Start of Provided records

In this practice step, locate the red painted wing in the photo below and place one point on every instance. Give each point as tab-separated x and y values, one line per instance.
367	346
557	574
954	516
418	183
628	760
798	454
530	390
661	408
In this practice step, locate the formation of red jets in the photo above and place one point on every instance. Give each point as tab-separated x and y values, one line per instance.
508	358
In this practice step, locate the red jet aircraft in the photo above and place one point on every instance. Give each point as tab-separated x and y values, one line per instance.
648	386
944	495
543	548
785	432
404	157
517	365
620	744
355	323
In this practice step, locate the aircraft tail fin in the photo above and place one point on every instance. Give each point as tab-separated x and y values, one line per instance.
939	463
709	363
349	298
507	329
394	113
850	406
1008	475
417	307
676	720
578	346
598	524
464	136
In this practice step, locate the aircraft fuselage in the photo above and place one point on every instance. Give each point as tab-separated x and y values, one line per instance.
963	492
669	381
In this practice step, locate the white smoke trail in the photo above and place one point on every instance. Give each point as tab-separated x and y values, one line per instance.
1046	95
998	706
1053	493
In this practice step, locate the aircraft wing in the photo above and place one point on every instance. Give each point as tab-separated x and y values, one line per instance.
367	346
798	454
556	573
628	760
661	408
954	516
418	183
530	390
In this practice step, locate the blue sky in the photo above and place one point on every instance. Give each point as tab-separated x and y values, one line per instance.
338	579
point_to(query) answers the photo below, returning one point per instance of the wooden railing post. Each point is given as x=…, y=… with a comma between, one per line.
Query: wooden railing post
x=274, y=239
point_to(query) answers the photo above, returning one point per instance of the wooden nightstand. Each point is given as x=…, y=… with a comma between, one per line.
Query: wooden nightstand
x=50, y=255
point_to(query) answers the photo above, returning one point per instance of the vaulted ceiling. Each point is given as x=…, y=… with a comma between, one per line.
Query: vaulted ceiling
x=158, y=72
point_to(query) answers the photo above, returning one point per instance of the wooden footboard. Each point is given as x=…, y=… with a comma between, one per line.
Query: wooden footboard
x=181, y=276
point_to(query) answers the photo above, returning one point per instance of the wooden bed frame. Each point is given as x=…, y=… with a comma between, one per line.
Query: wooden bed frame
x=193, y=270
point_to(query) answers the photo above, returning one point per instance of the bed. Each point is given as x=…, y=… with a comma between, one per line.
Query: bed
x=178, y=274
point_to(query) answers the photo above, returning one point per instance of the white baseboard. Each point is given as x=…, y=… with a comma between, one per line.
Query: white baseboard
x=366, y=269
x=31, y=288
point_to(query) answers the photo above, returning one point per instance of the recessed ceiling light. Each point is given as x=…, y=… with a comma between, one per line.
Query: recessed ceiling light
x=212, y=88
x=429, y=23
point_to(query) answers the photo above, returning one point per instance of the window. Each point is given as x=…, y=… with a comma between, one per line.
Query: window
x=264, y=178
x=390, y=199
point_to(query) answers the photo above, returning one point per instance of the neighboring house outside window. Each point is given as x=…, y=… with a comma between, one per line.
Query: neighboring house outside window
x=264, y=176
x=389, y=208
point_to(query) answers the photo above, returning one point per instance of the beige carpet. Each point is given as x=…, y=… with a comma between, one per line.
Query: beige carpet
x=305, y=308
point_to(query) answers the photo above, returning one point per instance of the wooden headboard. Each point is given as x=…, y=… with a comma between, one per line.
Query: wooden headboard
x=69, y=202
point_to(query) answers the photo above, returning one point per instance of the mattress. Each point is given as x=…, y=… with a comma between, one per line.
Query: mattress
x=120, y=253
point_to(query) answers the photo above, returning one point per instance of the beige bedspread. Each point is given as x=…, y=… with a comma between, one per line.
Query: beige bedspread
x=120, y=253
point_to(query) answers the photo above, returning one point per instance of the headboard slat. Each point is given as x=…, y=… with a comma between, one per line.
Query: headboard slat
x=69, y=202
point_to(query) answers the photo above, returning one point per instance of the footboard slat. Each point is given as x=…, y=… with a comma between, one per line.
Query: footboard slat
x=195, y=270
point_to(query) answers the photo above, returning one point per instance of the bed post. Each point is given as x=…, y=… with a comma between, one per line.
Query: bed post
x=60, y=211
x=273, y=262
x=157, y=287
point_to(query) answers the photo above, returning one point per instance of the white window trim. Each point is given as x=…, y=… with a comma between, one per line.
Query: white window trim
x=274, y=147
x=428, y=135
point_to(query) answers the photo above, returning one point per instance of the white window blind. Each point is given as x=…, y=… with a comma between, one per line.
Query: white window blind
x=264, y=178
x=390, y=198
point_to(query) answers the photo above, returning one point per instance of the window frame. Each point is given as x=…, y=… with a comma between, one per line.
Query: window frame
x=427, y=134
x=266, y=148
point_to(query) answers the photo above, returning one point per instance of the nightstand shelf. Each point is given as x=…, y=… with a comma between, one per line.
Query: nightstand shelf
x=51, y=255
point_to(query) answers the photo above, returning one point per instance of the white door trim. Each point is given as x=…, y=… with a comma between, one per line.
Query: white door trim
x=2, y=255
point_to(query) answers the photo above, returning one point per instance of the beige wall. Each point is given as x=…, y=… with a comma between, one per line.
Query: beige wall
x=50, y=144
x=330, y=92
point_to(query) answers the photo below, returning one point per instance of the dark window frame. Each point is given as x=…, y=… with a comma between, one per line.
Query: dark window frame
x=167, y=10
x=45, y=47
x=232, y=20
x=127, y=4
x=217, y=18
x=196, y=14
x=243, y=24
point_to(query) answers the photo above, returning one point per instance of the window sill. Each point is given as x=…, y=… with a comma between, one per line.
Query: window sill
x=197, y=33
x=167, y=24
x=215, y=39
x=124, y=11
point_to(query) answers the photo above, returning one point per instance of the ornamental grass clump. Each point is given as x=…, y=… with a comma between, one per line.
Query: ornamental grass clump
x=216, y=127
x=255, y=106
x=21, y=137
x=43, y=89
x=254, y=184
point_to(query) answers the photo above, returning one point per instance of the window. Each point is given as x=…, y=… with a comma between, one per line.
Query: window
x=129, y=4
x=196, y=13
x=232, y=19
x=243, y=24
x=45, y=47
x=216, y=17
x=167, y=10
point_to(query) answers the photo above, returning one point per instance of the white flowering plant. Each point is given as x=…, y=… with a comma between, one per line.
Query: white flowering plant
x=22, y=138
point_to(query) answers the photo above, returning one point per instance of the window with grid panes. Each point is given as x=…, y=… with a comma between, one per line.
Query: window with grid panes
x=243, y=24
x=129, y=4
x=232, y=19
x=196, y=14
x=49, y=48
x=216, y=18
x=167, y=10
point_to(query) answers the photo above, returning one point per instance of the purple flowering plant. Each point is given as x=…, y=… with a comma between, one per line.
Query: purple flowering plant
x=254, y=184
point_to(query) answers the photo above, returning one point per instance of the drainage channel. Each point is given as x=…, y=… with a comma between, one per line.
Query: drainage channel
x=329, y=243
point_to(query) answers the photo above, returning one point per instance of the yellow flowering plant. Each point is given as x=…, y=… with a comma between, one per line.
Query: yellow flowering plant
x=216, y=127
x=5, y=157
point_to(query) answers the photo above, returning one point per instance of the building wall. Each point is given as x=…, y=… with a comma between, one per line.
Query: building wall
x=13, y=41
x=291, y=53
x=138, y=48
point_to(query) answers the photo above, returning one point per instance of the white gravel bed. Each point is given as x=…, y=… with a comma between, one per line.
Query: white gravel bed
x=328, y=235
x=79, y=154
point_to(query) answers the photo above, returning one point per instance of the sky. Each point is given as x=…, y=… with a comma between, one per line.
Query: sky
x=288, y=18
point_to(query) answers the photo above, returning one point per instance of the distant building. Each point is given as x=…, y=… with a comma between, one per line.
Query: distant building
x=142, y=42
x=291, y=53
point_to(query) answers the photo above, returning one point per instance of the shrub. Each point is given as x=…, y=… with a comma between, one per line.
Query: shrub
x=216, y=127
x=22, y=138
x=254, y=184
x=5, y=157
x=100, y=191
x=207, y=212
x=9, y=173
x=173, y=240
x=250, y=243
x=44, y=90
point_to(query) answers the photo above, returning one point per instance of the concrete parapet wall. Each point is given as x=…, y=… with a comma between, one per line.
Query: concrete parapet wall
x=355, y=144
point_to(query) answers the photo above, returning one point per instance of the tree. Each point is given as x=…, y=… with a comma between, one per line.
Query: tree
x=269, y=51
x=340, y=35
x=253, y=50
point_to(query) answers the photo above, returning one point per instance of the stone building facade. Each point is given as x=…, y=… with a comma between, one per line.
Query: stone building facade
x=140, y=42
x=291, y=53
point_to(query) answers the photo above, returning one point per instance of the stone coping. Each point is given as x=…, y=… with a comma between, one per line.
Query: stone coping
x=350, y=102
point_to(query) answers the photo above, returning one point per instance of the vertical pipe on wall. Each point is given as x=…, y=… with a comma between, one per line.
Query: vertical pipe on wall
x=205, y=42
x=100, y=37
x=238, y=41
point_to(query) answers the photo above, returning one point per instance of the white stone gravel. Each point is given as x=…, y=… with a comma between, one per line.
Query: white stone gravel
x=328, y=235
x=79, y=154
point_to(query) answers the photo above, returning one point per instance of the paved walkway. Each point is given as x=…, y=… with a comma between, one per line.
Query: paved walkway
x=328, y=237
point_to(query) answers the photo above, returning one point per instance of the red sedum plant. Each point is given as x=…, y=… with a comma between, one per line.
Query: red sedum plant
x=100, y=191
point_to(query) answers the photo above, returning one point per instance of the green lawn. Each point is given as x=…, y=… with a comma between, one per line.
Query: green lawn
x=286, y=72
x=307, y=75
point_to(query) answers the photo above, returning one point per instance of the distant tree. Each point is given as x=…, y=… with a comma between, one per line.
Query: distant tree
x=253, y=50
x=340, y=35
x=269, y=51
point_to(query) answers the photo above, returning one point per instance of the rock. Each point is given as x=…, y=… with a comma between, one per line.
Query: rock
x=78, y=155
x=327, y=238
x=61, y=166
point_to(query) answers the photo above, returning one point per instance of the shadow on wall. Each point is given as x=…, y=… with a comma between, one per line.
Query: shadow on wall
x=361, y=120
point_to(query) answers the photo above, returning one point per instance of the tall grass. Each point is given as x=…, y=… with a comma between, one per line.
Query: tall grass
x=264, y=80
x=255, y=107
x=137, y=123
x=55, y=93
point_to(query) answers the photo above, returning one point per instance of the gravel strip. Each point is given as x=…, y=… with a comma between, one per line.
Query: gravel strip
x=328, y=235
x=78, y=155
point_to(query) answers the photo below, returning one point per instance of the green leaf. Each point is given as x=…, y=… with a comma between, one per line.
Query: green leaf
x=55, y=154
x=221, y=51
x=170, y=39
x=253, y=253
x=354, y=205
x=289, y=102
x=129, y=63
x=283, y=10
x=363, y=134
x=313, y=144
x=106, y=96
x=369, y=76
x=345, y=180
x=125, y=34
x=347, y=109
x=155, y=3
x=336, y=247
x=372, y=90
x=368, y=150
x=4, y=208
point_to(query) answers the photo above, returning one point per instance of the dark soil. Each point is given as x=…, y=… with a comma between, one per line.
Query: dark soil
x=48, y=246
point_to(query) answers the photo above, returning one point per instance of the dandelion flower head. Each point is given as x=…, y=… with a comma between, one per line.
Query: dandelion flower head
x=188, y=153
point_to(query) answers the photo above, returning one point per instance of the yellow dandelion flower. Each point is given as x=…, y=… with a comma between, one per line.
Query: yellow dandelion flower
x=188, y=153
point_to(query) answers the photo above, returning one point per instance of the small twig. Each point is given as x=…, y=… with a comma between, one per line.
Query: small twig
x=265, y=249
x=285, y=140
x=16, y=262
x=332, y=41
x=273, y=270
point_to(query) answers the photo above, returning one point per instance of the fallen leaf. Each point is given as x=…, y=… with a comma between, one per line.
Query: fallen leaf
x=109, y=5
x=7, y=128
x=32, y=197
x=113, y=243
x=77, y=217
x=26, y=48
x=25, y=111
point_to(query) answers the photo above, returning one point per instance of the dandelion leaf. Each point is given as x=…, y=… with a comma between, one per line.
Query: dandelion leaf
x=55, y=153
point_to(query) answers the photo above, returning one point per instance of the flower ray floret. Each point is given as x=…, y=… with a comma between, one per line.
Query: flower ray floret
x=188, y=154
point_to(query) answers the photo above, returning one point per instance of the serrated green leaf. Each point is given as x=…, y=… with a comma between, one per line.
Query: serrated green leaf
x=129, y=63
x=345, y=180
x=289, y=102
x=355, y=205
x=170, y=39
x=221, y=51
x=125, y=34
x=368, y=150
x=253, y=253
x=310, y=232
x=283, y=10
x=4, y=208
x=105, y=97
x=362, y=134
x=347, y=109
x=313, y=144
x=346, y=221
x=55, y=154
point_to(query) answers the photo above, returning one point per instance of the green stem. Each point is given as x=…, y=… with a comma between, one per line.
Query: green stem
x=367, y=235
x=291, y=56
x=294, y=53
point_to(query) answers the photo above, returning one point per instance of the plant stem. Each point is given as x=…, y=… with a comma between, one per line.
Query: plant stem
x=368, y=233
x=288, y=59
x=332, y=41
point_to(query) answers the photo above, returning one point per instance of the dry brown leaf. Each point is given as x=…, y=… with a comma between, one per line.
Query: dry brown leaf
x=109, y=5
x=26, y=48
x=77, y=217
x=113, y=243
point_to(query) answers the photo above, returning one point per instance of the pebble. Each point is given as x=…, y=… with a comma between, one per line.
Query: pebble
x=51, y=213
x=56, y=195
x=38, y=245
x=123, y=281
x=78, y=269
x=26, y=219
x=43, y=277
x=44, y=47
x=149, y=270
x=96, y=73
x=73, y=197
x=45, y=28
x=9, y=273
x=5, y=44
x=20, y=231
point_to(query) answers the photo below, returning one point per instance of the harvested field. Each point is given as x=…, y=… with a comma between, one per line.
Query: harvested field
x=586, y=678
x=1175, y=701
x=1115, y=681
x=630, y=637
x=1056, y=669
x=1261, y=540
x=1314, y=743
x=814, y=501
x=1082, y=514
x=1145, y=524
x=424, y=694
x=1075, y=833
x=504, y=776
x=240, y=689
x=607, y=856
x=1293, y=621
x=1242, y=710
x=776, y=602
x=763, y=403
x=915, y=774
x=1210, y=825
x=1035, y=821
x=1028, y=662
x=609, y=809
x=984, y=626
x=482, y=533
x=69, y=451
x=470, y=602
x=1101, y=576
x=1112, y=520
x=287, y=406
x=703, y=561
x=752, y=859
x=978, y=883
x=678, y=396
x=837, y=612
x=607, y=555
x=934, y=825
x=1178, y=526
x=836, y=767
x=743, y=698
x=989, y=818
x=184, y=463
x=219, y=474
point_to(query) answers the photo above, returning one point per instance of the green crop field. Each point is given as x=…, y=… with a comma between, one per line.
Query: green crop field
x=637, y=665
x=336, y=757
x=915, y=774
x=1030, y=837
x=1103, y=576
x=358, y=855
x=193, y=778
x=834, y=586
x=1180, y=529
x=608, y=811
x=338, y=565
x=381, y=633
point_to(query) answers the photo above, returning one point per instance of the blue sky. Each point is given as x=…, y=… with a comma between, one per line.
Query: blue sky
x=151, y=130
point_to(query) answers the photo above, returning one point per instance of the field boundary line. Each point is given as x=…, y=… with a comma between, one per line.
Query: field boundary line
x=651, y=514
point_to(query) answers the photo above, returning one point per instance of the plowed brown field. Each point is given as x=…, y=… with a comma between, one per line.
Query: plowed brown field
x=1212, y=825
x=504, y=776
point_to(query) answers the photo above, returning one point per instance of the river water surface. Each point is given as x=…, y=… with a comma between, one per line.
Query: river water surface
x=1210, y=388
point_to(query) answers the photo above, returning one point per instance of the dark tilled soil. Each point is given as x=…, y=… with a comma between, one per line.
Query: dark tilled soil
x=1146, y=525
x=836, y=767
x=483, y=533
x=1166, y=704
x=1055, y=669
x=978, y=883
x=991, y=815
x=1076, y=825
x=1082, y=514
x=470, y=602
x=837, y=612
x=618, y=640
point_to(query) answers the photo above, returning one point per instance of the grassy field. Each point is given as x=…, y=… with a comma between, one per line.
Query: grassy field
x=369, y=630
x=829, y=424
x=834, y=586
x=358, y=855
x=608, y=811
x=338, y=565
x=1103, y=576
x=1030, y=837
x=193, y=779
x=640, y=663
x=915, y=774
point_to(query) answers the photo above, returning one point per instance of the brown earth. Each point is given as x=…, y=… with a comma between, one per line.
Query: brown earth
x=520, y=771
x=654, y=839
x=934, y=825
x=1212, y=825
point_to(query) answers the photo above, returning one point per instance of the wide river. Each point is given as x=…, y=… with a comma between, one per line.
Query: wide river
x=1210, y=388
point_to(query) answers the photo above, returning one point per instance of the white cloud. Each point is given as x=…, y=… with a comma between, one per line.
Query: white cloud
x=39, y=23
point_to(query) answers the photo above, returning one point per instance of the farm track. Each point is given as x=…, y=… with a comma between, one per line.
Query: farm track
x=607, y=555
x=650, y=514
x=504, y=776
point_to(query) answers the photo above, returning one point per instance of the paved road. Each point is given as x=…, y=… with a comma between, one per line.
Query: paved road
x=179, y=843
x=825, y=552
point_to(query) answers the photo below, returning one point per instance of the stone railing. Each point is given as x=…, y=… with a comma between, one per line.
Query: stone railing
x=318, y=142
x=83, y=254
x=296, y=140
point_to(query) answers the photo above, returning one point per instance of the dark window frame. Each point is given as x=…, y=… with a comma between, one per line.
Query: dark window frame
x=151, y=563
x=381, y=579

End of Provided records

When the line with "Query: stone coping" is reached in the data above, begin copying, and stop after the line with "of the vertical"; copy each line exactly, both ends included.

Query: stone coping
x=350, y=102
point_to(query) answers the photo above, returning one point per instance of the vertical pipe on wall. Each point is given as x=…, y=… with a comma between, one per line.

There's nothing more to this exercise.